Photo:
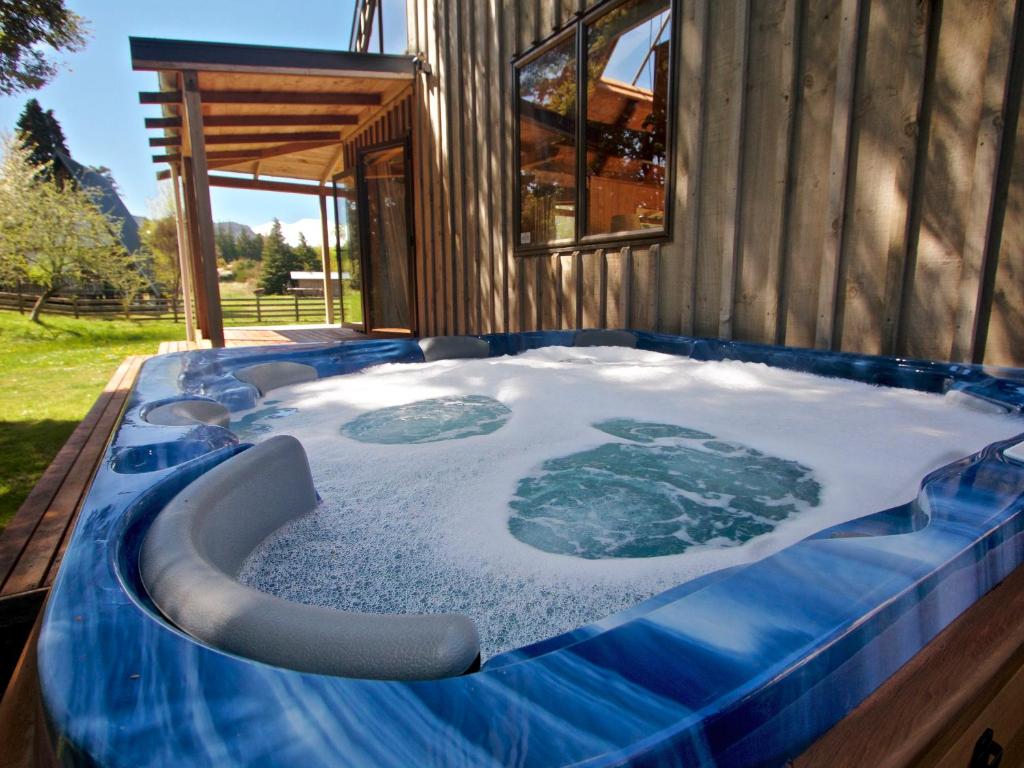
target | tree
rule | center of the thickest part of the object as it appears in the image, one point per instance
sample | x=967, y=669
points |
x=279, y=261
x=249, y=246
x=55, y=237
x=306, y=255
x=42, y=136
x=28, y=28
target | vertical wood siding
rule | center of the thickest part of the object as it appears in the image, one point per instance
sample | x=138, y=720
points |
x=848, y=174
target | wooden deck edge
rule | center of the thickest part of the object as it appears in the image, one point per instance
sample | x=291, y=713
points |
x=24, y=739
x=916, y=716
x=23, y=525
-.-.-
§ REQUIREMENT: Could you please return each line of the material exactly, dropping the pictures?

§ ANSWER:
Photo:
target | tree
rule | center of the thickest part of the object as it appears in the image, one point per instance
sample | x=967, y=669
points |
x=279, y=261
x=249, y=246
x=55, y=237
x=306, y=255
x=42, y=136
x=28, y=28
target | vertical wood siding
rule | center of the thickest part of the object as it appears in the image, one point per instance
sample | x=138, y=720
points |
x=848, y=174
target | wooden deck edge
rule | center of the thickest part of the object as it appears in the image, one point per instance
sample | x=291, y=713
points |
x=24, y=739
x=916, y=716
x=23, y=525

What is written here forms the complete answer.